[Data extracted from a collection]
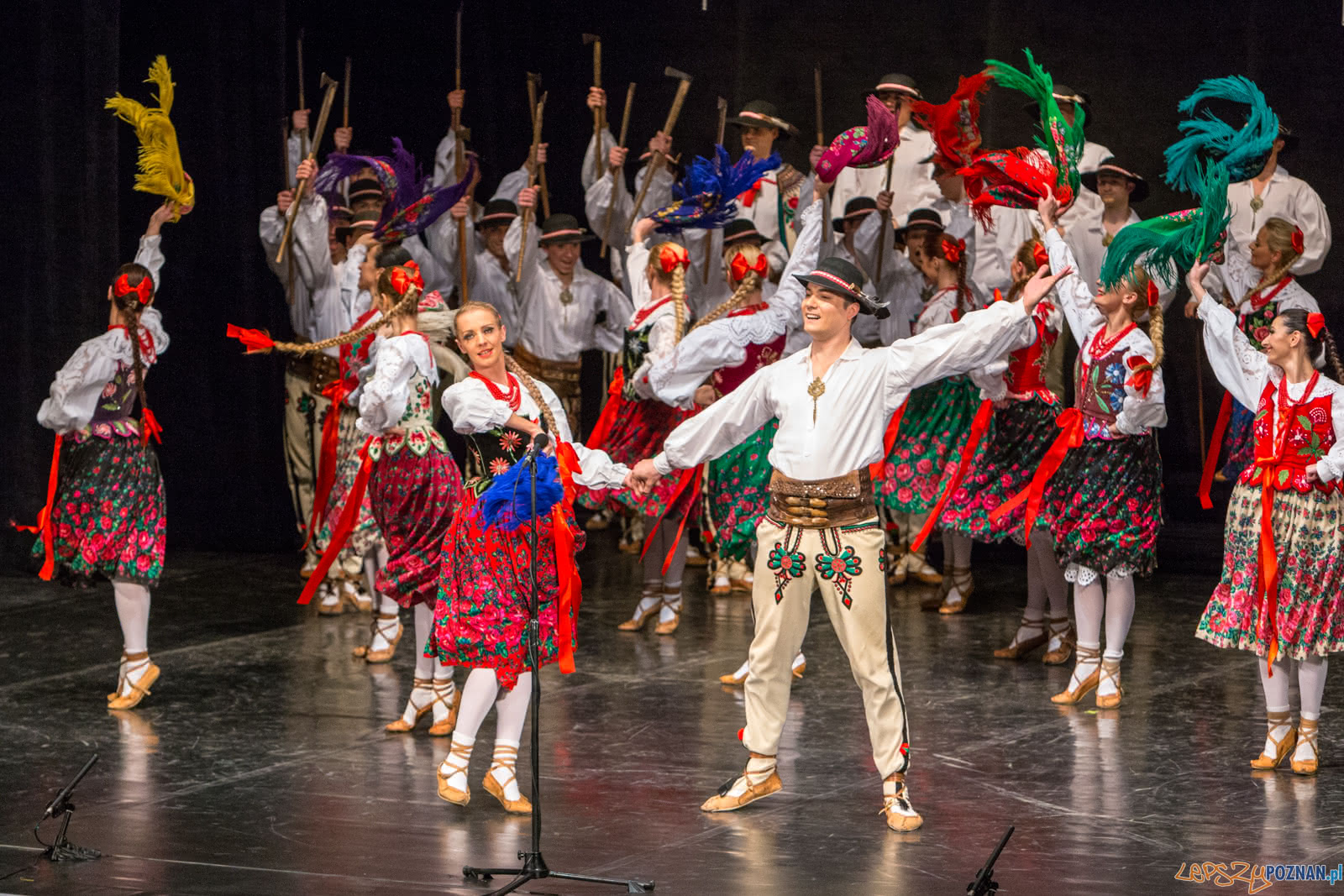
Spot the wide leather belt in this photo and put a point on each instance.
(820, 504)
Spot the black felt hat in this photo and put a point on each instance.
(837, 275)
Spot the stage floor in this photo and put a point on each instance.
(260, 763)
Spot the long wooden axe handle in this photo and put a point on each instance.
(625, 127)
(329, 86)
(531, 181)
(656, 161)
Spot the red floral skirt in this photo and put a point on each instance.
(108, 516)
(413, 500)
(484, 587)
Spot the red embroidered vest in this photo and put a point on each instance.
(1310, 434)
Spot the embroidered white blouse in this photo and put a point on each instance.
(472, 409)
(1243, 371)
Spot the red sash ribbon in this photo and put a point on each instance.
(44, 526)
(349, 515)
(1215, 443)
(968, 450)
(1070, 423)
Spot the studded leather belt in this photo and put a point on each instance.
(820, 504)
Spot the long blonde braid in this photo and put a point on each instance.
(511, 365)
(746, 288)
(1278, 237)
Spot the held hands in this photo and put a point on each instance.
(815, 156)
(1039, 285)
(1048, 211)
(644, 476)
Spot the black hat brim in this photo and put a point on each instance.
(1089, 181)
(866, 304)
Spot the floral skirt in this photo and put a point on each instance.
(1104, 508)
(484, 587)
(933, 429)
(1240, 441)
(1310, 610)
(1010, 453)
(365, 537)
(638, 432)
(413, 499)
(108, 516)
(739, 492)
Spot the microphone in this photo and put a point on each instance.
(539, 443)
(58, 805)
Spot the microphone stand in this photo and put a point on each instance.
(534, 866)
(62, 849)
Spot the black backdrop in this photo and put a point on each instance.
(76, 215)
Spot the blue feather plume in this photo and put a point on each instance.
(1242, 150)
(508, 500)
(706, 197)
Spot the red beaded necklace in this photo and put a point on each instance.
(514, 398)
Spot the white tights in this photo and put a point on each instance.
(479, 692)
(1092, 607)
(1310, 687)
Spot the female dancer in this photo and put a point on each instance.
(727, 345)
(1104, 504)
(1258, 286)
(1023, 426)
(486, 584)
(105, 516)
(937, 418)
(413, 483)
(635, 423)
(1284, 559)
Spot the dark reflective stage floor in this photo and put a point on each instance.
(260, 765)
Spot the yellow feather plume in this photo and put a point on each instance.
(160, 163)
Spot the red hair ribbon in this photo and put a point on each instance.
(741, 268)
(1039, 255)
(255, 340)
(952, 249)
(671, 255)
(144, 291)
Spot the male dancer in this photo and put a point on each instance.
(822, 530)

• Task directions: Repeat all entries exactly. Skip the pictures.

• Task result:
Spot the wide leather belt in this photo and put a point on each instance.
(820, 504)
Spot the black felt hat in this photo and put a point on each instance.
(837, 275)
Spot the stage floor in this photo and put a point on each instance.
(260, 763)
Spot the long wooden axe handle in this photo and put a point on each instance.
(625, 127)
(329, 86)
(531, 181)
(656, 161)
Spot the red floral skirt in this photo and put a point on each instance.
(108, 516)
(413, 500)
(484, 587)
Spot the red embroidered vest in this photo and put a point on each instance.
(1310, 434)
Spot the embroidered white blouse in this photo and put a point on each instance.
(472, 409)
(1243, 371)
Spot the red sash ribbon in this photo and put a point on each instance.
(44, 526)
(349, 515)
(1215, 443)
(968, 450)
(1070, 423)
Spot the studded leather belt in this photo and put a point on each instance.
(820, 504)
Spot the long blonde braid in this photo and put a point on each instance.
(511, 365)
(746, 288)
(1278, 237)
Spot the held hands in this photo and put a point on each instance.
(815, 156)
(1039, 285)
(1048, 211)
(644, 476)
Spot the black hat brim in this photo and put a point on each instance.
(1089, 181)
(866, 304)
Spot the floral skirt in this photo and put a point on each instance.
(1104, 508)
(484, 587)
(933, 429)
(1240, 441)
(1310, 610)
(1010, 453)
(365, 537)
(638, 432)
(413, 499)
(108, 516)
(739, 492)
Spot the microphone in this photo and put a point on each instance.
(539, 443)
(58, 805)
Spot the microphone stand in this photo and put a point on each instance.
(534, 866)
(62, 849)
Spot the black backdrop in this photo and put a point on each instance.
(76, 215)
Spot the blue feather plume in this photo and put a point on each instance.
(1242, 150)
(508, 500)
(706, 197)
Spot the red beaded necklace in this photo and put a point on each instance.
(514, 398)
Spot the white tights in this photo and put a point on each instance.
(479, 692)
(1092, 607)
(1310, 687)
Spot the female dancer in this photo and put a point on each instance.
(727, 345)
(1104, 504)
(1258, 286)
(1023, 426)
(486, 584)
(105, 516)
(937, 418)
(413, 483)
(635, 423)
(1284, 559)
Spot the dark reflective stage floor in this photo and put a point on each instance.
(260, 765)
Spot the yellow feather plume in this photo and put a point on each instance.
(160, 163)
Spot the red hair ribbon in this photo and put a point on each instance.
(741, 268)
(1039, 255)
(255, 340)
(952, 249)
(671, 255)
(144, 291)
Spot the male dancer in this photo and put a point on each instance.
(822, 530)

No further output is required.